### WHAT THE TASK REQUIRES
What is needed is every line, exactly as given, from the line containing "point(227, 382)" through the end of the data below.
DATA RECORDS START
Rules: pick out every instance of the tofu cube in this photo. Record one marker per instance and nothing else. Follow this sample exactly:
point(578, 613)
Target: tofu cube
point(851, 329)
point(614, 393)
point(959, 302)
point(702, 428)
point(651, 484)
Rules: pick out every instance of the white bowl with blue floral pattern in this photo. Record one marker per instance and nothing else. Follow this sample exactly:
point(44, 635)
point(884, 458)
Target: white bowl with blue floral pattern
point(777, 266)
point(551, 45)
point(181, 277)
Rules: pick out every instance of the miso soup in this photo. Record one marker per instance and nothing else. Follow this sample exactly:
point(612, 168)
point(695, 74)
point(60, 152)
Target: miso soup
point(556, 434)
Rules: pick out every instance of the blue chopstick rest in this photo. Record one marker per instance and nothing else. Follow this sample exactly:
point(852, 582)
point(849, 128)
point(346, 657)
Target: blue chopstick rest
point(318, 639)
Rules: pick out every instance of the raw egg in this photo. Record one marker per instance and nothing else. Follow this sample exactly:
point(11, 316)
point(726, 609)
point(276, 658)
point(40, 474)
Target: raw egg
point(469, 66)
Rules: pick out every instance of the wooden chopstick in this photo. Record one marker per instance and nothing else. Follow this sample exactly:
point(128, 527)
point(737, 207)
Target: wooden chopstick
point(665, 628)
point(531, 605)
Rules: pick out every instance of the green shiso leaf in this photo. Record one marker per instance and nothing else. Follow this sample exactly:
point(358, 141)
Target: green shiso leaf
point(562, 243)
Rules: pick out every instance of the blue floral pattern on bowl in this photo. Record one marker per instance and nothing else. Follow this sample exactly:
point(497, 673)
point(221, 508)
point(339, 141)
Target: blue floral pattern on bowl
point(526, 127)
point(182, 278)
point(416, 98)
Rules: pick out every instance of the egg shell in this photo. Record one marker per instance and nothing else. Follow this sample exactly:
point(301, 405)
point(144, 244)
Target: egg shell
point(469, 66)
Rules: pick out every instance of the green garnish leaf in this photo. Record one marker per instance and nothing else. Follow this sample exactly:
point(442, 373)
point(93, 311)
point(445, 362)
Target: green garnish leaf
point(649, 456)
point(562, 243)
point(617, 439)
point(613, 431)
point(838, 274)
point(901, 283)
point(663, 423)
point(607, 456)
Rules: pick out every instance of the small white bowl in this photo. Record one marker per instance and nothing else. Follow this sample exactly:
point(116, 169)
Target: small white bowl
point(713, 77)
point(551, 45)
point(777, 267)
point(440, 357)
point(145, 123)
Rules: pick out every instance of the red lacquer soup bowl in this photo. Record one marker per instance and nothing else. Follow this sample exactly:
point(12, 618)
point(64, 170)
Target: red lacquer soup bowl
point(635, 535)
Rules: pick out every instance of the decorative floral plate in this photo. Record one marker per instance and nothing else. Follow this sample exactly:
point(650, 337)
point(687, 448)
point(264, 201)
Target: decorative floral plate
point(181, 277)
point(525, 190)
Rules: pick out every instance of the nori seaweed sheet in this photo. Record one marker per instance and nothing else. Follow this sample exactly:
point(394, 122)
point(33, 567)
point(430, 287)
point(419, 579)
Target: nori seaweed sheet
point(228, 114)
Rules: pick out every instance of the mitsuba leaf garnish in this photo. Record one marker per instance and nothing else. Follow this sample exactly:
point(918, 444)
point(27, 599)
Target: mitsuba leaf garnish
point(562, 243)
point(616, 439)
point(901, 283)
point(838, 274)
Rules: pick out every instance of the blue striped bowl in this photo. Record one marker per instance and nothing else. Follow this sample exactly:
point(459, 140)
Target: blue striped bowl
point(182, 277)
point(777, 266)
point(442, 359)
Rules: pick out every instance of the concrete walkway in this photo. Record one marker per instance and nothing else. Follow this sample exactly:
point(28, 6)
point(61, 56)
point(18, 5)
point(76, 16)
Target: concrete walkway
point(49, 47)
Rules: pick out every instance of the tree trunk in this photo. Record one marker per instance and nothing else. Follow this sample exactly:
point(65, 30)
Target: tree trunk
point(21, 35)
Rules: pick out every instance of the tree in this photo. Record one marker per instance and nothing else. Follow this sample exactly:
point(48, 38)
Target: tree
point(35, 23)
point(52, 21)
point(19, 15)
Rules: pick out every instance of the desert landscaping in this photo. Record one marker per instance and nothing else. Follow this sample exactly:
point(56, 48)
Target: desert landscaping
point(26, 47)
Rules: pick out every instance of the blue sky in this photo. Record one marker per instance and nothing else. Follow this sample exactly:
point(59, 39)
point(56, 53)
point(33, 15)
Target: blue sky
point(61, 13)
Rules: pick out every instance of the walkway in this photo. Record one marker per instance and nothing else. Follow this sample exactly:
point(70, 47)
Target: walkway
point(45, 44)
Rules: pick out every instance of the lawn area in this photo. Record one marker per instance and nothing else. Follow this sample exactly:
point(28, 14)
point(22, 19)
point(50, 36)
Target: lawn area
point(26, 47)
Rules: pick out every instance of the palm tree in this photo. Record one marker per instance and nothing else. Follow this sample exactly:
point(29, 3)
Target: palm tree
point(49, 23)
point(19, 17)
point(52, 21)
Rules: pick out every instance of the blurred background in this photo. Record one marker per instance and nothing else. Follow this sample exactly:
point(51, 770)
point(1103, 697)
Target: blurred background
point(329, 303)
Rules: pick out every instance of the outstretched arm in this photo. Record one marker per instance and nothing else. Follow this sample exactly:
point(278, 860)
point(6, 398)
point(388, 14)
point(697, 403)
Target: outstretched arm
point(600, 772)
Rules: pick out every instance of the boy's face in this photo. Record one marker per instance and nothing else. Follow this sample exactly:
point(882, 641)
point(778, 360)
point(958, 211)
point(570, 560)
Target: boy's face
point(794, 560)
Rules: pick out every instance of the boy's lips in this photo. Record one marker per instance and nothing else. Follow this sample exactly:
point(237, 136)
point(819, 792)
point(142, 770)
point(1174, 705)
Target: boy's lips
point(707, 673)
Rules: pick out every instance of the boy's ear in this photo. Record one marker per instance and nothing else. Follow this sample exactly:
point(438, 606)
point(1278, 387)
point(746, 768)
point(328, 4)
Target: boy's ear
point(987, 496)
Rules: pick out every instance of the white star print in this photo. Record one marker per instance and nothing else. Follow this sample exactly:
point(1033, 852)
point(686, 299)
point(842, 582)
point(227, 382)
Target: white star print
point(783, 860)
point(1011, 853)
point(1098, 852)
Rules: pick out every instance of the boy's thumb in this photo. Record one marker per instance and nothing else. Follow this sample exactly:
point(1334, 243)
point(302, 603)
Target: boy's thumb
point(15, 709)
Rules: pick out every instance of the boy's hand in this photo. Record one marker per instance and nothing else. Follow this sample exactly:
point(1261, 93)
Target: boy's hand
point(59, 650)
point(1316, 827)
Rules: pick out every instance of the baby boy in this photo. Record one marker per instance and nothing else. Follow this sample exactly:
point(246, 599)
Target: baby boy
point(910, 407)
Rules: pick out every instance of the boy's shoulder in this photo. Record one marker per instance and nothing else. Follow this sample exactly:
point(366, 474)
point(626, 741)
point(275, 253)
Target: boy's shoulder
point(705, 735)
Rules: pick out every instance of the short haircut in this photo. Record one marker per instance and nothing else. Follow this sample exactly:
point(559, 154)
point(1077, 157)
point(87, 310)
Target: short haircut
DATA RECORDS END
### WRITTEN RESPONSE
point(227, 382)
Target: white star print
point(783, 860)
point(1011, 853)
point(1098, 852)
Rules: pick out every instance of the boy's thumb in this photo. Record one marker per instance and nothing else. Follow this sample exactly:
point(1334, 243)
point(302, 603)
Target: boy's thumb
point(15, 709)
Rules: pick out every instance of the boy's hand in this photo. Record one marker per instance and nothing else. Follow this sample exactly:
point(1261, 93)
Target: boy's hand
point(59, 650)
point(1316, 827)
Rules: pick out every instance of the baby boy in this photo. Record one marker per instance and nothing else. Follow this sample exactly:
point(246, 599)
Target: baby boy
point(910, 407)
Rules: pick out every instance of the boy's shoulder in this photo. Record one marker per instance and nothing else. Follow this sample exactly:
point(366, 474)
point(626, 741)
point(275, 253)
Target: boy's shoulder
point(705, 735)
Rules: pick out every instance of the short haircut in this photo. Record one marker per instance and nothing else. Follow this sample exactly:
point(559, 154)
point(1077, 157)
point(87, 310)
Target: short haircut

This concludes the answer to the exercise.